:: Problem statement ::
Please turn the entries from the line containing "of the white" through the end of the entries into a Markdown table with the columns Row and Line, putting each line in its own row, leaving out blank lines, and including both ends.

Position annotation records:

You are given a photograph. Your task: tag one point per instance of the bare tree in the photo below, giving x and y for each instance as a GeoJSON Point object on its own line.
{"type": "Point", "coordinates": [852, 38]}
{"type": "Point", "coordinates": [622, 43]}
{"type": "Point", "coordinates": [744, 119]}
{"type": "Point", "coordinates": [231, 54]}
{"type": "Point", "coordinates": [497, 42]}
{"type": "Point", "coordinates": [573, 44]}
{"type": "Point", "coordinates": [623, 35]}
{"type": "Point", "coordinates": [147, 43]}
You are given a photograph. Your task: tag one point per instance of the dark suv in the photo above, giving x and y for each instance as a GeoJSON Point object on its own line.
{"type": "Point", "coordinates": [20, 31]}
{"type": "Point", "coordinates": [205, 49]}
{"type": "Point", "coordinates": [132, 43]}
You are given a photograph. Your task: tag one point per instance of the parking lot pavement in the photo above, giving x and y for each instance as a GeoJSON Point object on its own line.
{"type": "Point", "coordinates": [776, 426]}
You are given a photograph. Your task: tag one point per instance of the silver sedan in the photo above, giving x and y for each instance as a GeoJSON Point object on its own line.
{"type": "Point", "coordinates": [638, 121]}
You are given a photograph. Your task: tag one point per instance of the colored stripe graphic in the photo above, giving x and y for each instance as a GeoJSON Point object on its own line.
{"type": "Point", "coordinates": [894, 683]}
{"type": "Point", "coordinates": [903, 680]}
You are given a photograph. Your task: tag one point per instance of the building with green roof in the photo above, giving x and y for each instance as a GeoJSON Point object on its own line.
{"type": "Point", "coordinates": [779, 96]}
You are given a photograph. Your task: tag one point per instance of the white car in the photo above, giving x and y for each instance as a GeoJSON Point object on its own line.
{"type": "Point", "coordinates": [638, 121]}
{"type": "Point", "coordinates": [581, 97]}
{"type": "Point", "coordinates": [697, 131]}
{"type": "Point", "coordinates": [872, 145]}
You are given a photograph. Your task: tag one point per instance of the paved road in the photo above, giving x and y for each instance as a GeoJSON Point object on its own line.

:: Written reply ::
| Row | Line |
|---|---|
| 1 | You are given a photograph. Your task: tag one point per instance of the white car in the photo above, giving x and y for each instance as a GeoJSON Point object on its own line. |
| 2 | {"type": "Point", "coordinates": [638, 121]} |
| 3 | {"type": "Point", "coordinates": [581, 97]} |
| 4 | {"type": "Point", "coordinates": [697, 131]} |
| 5 | {"type": "Point", "coordinates": [872, 145]} |
| 6 | You are given a photograph. Your task: tag one point per instance of the paved road in the photo above, giving x and y for each instance as a GeoJSON Point object on its own line. |